→ TEXT

————

Soaring electricity prices are beginning to take a toll on US households as they fall behind their utility bill payments.
20 million US households have fallen behind their utility payments, according to the National Energy Assistance Directors Association.
The problem has been exacerbated by both Russia's war against Ukraine and summer heat waves.
Russia's war against Ukraine is starting to hit home as surging energy prices lead to higher electricity bills for Americans across the country, and some are unable to keep up.
According to the National Energy Assistance Directors Association, 20 million US households have fallen behind on their utility bills, creating the worst crisis the group has ever seen. And those past due payments have led some to getting their electricity shut off amid summer heat waves.
The surging utility bills are in part due to higher natural gas prices. In the US, the price of natural gas has soared more than 150% year-to-date amid increased demand for the fuel from both overseas markets and at home.
"Electricity prices are expected to increase significantly this summer as result of rapidly rising natural gas prices, a primary feeder fuel for electricity and a warmer summer creating additional demand for electricity," NEADA said in its summer electricity outlook.
The association projects summer cooling costs are up about 20% year-over-year to $540, representing the biggest jump in more than a decade. And there's no signs that electricity prices will fall anytime soon as natural gas prices remain at elevated levels.
Higher electricity prices has hit low-income households the most, with nearly 40% of them falling behind a monthly energy bill payment in the last year. Meanwhile, nearly one-third of US households said they reduced spending on basic household necessities, like medicine or food, in order to pay an energy bill.
Ultimately, the growth in late payments of utility bills has and will lead to more power shutoffs to homes that are behind payment.
"I expect a tsunami of shutoffs," Jean Su of the Center for Biological Diversity told Bloomberg. That could spell disaster for the well-being of millions of American if extreme heat or cold temperatures hit the US.
Some US-based utility companies have already reported a sharp jump in the number of its customers behind on payments, including PG&E of California, which has seen a 40% jump since early 2020, and Public Service Enterprise Group of New Jersey, which has a 30% jump since March of this year.
While Americans have seen relief at the gas pump due to a long streak of falling gas prices from their early summer records, that relief has yet to be felt in natural gas prices, and by extension, consumers' electricity bills.

————

→ INPUT DATA

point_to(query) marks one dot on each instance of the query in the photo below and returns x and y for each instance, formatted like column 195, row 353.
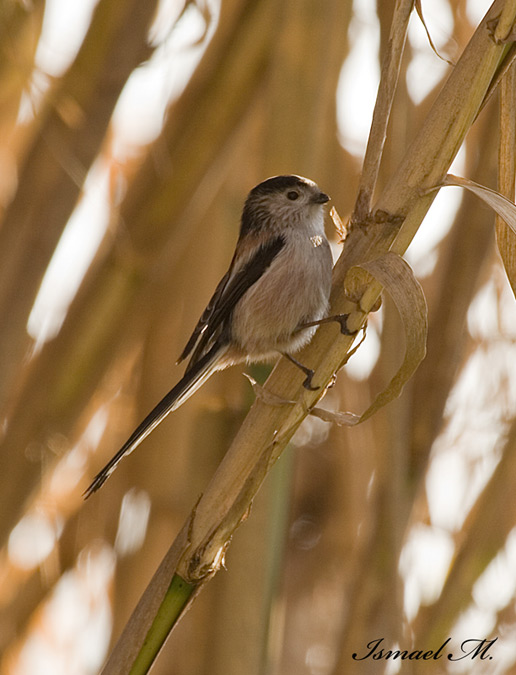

————

→ THE PROBLEM
Please duplicate the passage of the utility bill article starting at "Russia's war against Ukraine is" and ending at "amid summer heat waves.". The lines above have no connection to the utility bill article.

→ ANSWER TO THIS EXERCISE
Russia's war against Ukraine is starting to hit home as surging energy prices lead to higher electricity bills for Americans across the country, and some are unable to keep up.
According to the National Energy Assistance Directors Association, 20 million US households have fallen behind on their utility bills, creating the worst crisis the group has ever seen. And those past due payments have led some to getting their electricity shut off amid summer heat waves.